Kutipan Bacaan:
--------------------------------

Setelah beberapa tahun dilaksanakannya kebijakan blanket guarantee memang dapat menumbuhkan kembali kepercayaan masyarakat terhadap perbankan nasional. Tetapi mengingat risiko dari blanket guarantee sangat besar yakni kewajiban penyediaan dana talangan dan munculnya moral hazard bankir juga masyarakat, maka diperlukan suatu lembaga penjaminan simpanan yang independen.
C. FUNGSI LEMBAGA PENJAMIN SIMPANAN
2. Turut aktif dalam memelihara stabilitas sistem perbankan sesuai dengan kewenangannnya
D. TUGAS DAN WEWENANG LEMBAGA PENJAMIN SIMPANAN
1. Tugas Lembaga Penjamin Simpanan (LPS)
1. Merumuskan dan menetapkan kebijakan pelaksanaan penjaminan simpanan.
2. Melaksanakan penjaminan simpanan.
3. Merumuskan dan menetapkan kebijakan dalam rangka turut aktif memelihara stabilitas
sistem perbankan.
4. Merumuskan, menetapkan, dan melaksanakan kebijakan penyelesaian Bank Gagal yang
tidak berdampak sistemik. Melaksanakan penanganan Bank Gagal yang berdampak
sistemik.
2. Wewenang Lembaga Penjamin Simpanan (LPS)
1. Menetapkan dan memungut premi penjaminan.
2. Menetapkan dan memungut kontribusi pada saat bank pertama kali menjadi peserta.
3. Melakukan pengelolaan kekayaan dan kewajiban LPS.
4. Mendapatkan data simpanan nasabah, data kesehatan bank, laporan keuangan bank, dan
laporan hasil pemeriksaan bank sepanjang tidak melanggar kerahasiaan bank.
5. Melakukan rekonsiliasi, verifikasi, dan/atau konfirmasi atas data tersebut pada angka 4.

--------------------------------

Cuplikan data wilayah berlabel:
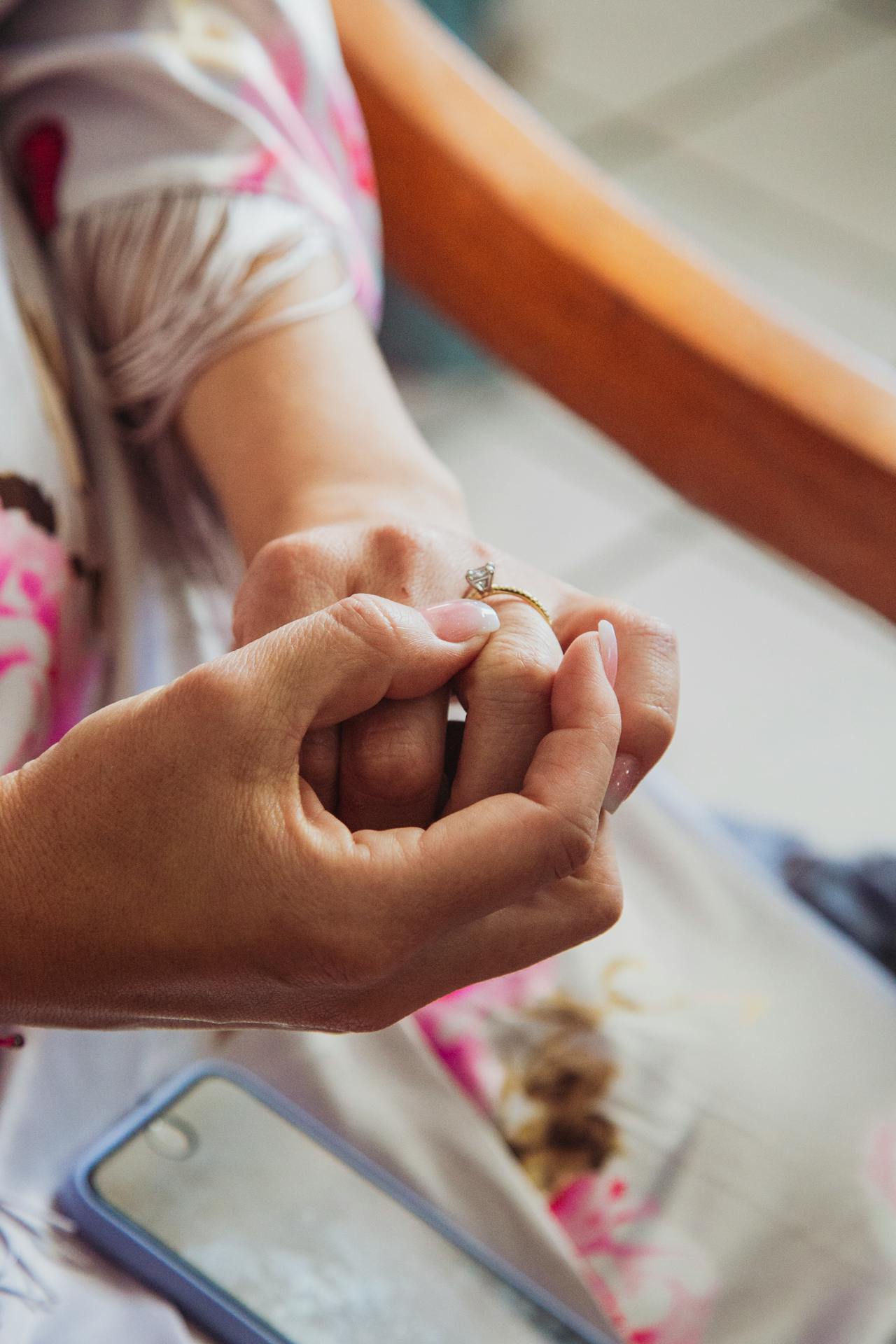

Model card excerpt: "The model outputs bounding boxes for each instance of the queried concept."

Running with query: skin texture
[0,596,621,1030]
[180,263,678,827]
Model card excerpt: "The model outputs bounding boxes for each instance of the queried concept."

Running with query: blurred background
[386,0,896,856]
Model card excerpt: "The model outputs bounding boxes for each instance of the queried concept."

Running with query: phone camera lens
[144,1116,199,1163]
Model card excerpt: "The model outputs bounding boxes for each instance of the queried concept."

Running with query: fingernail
[421,598,501,644]
[603,752,643,813]
[598,621,620,685]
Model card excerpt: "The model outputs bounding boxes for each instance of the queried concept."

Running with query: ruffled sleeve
[0,0,380,441]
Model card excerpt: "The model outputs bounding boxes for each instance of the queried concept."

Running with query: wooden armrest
[335,0,896,620]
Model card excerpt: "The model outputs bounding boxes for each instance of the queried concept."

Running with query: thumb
[258,593,500,735]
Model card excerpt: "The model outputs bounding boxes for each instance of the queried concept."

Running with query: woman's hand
[234,519,678,828]
[0,594,621,1030]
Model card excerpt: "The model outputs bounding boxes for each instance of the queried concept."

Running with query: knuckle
[328,593,399,653]
[232,538,310,647]
[368,522,427,574]
[470,630,560,707]
[571,874,623,944]
[174,657,246,729]
[550,808,598,878]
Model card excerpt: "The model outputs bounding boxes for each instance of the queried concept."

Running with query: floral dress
[0,0,896,1344]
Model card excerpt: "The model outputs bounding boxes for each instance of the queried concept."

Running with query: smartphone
[59,1062,612,1344]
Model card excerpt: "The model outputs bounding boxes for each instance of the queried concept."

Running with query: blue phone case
[58,1060,617,1344]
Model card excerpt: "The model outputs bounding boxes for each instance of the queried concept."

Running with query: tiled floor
[395,0,896,852]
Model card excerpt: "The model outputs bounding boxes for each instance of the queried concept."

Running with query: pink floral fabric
[0,508,97,774]
[416,958,716,1344]
[0,0,380,320]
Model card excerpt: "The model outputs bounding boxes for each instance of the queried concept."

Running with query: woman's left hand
[234,520,678,830]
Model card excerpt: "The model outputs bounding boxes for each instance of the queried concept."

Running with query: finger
[298,727,340,813]
[338,687,449,831]
[355,634,620,955]
[446,598,563,812]
[248,594,498,767]
[555,593,678,812]
[357,815,622,1028]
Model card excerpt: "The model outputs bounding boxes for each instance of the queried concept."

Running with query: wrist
[0,770,41,1021]
[237,458,472,564]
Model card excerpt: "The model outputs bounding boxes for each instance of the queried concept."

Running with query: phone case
[58,1060,617,1344]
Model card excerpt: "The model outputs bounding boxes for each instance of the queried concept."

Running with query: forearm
[178,263,469,562]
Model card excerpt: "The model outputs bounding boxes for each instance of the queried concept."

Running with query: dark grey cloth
[722,817,896,976]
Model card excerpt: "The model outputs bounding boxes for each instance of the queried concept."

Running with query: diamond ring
[463,561,551,625]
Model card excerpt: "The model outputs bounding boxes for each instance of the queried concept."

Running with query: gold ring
[463,561,551,625]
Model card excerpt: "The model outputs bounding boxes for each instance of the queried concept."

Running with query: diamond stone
[466,561,494,596]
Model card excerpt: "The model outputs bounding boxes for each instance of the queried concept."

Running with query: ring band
[463,561,552,625]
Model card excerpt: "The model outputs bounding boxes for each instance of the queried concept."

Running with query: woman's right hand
[0,596,621,1030]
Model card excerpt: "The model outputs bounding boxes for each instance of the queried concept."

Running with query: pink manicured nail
[598,621,620,685]
[421,598,501,644]
[603,751,643,812]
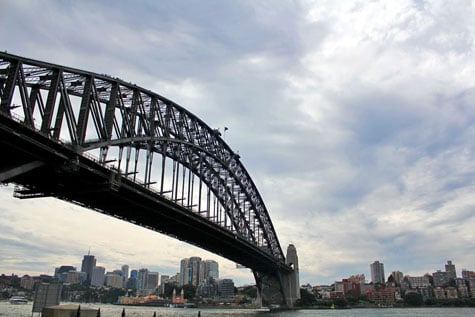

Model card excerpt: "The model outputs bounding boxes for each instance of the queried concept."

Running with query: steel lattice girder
[0,53,284,260]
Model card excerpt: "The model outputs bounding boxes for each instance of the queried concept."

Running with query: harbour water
[0,302,475,317]
[0,302,475,317]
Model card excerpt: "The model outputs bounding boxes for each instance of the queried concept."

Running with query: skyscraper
[200,260,219,283]
[90,266,106,287]
[81,252,96,285]
[445,261,457,280]
[121,265,129,287]
[370,261,385,284]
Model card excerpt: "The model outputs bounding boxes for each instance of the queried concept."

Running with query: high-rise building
[145,272,160,292]
[188,257,201,286]
[390,271,404,286]
[81,253,96,285]
[136,269,148,291]
[121,265,129,287]
[90,266,106,287]
[199,260,219,284]
[445,261,457,280]
[180,257,201,286]
[218,279,234,300]
[104,272,123,288]
[178,259,190,286]
[160,274,170,294]
[432,270,449,287]
[370,261,385,284]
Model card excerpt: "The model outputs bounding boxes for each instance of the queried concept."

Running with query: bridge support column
[253,244,300,308]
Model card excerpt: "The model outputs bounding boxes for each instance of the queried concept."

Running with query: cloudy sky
[0,0,475,285]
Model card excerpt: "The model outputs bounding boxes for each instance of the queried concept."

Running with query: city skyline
[0,252,475,286]
[0,0,475,284]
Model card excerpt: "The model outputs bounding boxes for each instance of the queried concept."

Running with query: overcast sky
[0,0,475,285]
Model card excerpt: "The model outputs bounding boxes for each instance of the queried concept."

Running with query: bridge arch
[0,53,300,306]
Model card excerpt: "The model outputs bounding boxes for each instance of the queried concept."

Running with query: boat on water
[10,297,28,305]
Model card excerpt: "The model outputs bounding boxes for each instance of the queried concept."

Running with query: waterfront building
[20,275,35,291]
[406,276,431,288]
[81,253,96,284]
[104,272,123,288]
[178,259,190,286]
[121,264,129,287]
[457,285,470,298]
[63,271,80,284]
[145,272,160,292]
[218,279,234,300]
[445,286,458,299]
[370,261,385,284]
[445,261,457,281]
[432,270,449,287]
[203,260,219,283]
[434,286,446,299]
[135,268,148,292]
[388,271,404,287]
[159,274,170,294]
[172,288,186,305]
[366,289,396,304]
[180,257,201,286]
[90,266,106,287]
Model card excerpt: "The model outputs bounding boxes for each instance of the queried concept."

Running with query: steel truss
[0,53,284,261]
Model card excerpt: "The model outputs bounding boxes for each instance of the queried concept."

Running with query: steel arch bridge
[0,53,298,305]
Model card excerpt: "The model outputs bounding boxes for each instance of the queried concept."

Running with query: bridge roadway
[0,112,291,275]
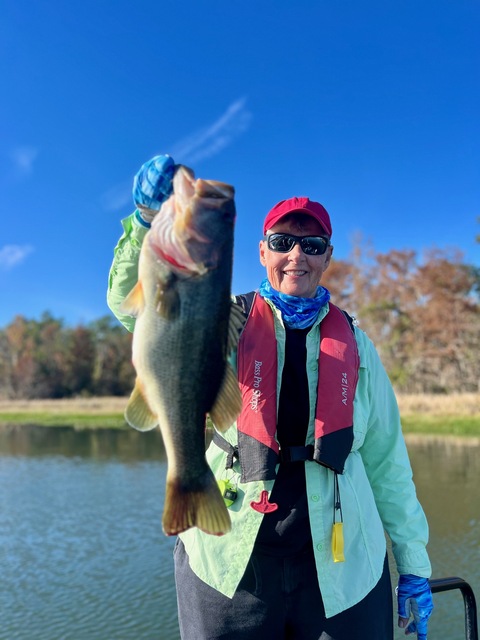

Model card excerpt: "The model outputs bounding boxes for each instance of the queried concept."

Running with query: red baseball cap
[263,198,332,237]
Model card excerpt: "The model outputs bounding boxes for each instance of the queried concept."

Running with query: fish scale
[123,167,241,535]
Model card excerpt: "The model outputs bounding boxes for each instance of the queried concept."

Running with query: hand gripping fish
[122,166,243,535]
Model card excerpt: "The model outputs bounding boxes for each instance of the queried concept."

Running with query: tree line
[0,238,480,399]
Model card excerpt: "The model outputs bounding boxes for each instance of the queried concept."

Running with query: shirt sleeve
[107,213,148,331]
[359,332,431,578]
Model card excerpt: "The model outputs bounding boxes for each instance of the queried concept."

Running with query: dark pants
[175,541,393,640]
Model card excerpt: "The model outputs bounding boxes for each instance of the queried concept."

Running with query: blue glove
[395,574,433,640]
[133,155,175,227]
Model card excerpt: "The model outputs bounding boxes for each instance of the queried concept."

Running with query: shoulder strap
[341,309,356,333]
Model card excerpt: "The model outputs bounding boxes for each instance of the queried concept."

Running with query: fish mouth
[151,165,235,275]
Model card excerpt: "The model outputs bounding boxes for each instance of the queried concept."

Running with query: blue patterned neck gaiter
[258,278,330,329]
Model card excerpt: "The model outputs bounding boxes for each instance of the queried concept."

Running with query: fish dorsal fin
[125,378,158,431]
[120,281,145,318]
[209,362,242,431]
[227,302,247,356]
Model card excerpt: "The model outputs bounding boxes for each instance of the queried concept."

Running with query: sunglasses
[265,233,330,256]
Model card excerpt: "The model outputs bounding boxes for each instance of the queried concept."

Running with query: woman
[108,156,432,640]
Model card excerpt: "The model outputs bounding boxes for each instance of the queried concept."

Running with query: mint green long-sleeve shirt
[107,216,431,617]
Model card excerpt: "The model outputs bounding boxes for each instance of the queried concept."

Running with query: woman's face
[260,213,333,298]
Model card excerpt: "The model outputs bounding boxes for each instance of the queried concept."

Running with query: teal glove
[133,155,175,227]
[395,574,433,640]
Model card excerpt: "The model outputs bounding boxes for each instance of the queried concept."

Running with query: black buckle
[279,444,314,464]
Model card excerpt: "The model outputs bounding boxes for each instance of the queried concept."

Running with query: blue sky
[0,0,480,327]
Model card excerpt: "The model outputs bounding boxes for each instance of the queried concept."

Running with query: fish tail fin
[162,470,231,536]
[124,378,158,431]
[209,363,242,431]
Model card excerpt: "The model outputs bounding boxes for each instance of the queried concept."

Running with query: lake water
[0,427,480,640]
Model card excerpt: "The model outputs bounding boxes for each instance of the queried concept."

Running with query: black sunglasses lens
[300,236,328,256]
[267,233,328,256]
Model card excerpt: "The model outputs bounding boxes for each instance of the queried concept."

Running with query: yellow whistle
[332,522,345,562]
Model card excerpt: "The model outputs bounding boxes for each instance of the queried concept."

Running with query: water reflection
[0,425,166,462]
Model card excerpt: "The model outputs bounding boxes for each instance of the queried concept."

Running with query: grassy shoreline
[0,394,480,437]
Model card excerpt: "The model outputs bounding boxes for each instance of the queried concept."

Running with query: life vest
[237,295,359,482]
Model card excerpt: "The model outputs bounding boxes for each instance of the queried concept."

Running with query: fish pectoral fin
[120,282,145,318]
[162,470,232,536]
[209,362,242,431]
[155,274,180,320]
[125,378,158,431]
[227,302,247,355]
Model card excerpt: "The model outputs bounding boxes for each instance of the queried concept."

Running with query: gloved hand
[133,155,175,227]
[395,574,433,640]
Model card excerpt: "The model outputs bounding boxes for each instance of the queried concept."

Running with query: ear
[258,240,267,267]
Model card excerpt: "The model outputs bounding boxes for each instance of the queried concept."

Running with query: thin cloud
[101,98,252,211]
[0,244,33,271]
[11,146,38,176]
[171,98,252,164]
[101,178,133,211]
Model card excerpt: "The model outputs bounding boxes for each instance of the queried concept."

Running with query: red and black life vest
[232,295,359,482]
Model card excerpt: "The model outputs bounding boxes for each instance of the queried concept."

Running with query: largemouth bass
[122,167,242,535]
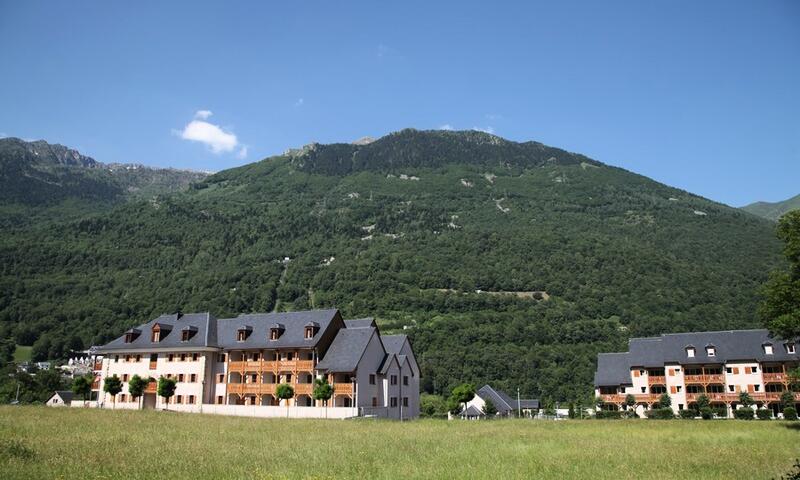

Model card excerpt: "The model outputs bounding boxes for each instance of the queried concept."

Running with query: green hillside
[0,130,781,400]
[742,195,800,222]
[0,138,206,227]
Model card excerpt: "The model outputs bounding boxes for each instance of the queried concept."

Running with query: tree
[72,375,92,405]
[759,210,800,340]
[103,375,122,408]
[275,383,294,417]
[128,375,150,408]
[311,375,333,418]
[157,377,178,408]
[450,383,475,409]
[483,398,497,418]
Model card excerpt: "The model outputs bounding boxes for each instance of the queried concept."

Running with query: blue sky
[0,0,800,206]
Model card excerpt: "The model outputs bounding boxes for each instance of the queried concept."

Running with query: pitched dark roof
[344,317,377,328]
[97,312,217,353]
[594,329,800,386]
[217,309,339,349]
[317,328,377,372]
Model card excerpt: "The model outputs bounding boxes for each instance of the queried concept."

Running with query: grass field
[14,345,33,363]
[0,406,800,480]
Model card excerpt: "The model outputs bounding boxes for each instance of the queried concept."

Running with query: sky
[0,0,800,206]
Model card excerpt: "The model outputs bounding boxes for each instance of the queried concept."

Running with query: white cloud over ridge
[175,110,247,158]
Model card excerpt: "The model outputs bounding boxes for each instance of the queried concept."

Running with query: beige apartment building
[94,310,420,419]
[594,330,800,416]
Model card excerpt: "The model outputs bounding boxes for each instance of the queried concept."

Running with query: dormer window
[236,325,253,342]
[269,323,285,340]
[303,322,319,340]
[125,328,142,343]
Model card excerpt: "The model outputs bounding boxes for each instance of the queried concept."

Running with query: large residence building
[95,310,420,419]
[594,330,800,416]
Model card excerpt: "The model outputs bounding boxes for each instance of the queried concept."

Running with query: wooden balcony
[333,383,353,395]
[683,373,725,385]
[762,372,789,383]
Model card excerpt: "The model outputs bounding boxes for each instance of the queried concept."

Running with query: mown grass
[0,406,800,480]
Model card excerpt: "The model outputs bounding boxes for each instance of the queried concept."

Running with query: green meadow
[0,406,800,480]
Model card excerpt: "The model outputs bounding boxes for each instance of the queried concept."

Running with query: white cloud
[194,110,214,120]
[180,110,242,153]
[472,126,494,134]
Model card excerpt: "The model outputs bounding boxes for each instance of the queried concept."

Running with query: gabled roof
[594,329,800,386]
[97,312,217,353]
[316,328,377,372]
[344,317,378,328]
[217,309,339,350]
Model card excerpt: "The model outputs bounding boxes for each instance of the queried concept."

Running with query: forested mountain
[742,195,800,221]
[0,137,206,226]
[0,130,782,400]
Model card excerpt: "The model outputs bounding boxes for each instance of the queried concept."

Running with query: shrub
[678,410,697,420]
[783,407,797,420]
[647,408,675,420]
[733,407,753,420]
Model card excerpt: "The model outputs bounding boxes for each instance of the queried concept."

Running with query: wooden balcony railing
[762,372,789,383]
[683,373,725,384]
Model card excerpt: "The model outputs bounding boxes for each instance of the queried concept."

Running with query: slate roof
[97,312,217,353]
[317,327,377,372]
[594,329,800,386]
[217,309,339,349]
[50,390,74,403]
[475,385,539,414]
[344,317,378,328]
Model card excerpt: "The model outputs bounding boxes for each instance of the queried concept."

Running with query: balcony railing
[683,373,725,384]
[762,372,789,383]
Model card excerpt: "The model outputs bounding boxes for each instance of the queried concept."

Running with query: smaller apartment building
[594,330,800,416]
[96,310,420,418]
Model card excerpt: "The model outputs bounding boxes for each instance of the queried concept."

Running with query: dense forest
[0,130,782,400]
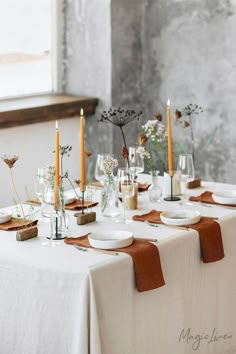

--------------------------------

Menurut teks tentang Lembaga Penjamin Simpanan, apa saja risiko besar dari kebijakan blanket guarantee?

Jawaban Latihan: Risikonya adalah kewajiban penyediaan dana talangan dan munculnya moral hazard bankir juga masyarakat.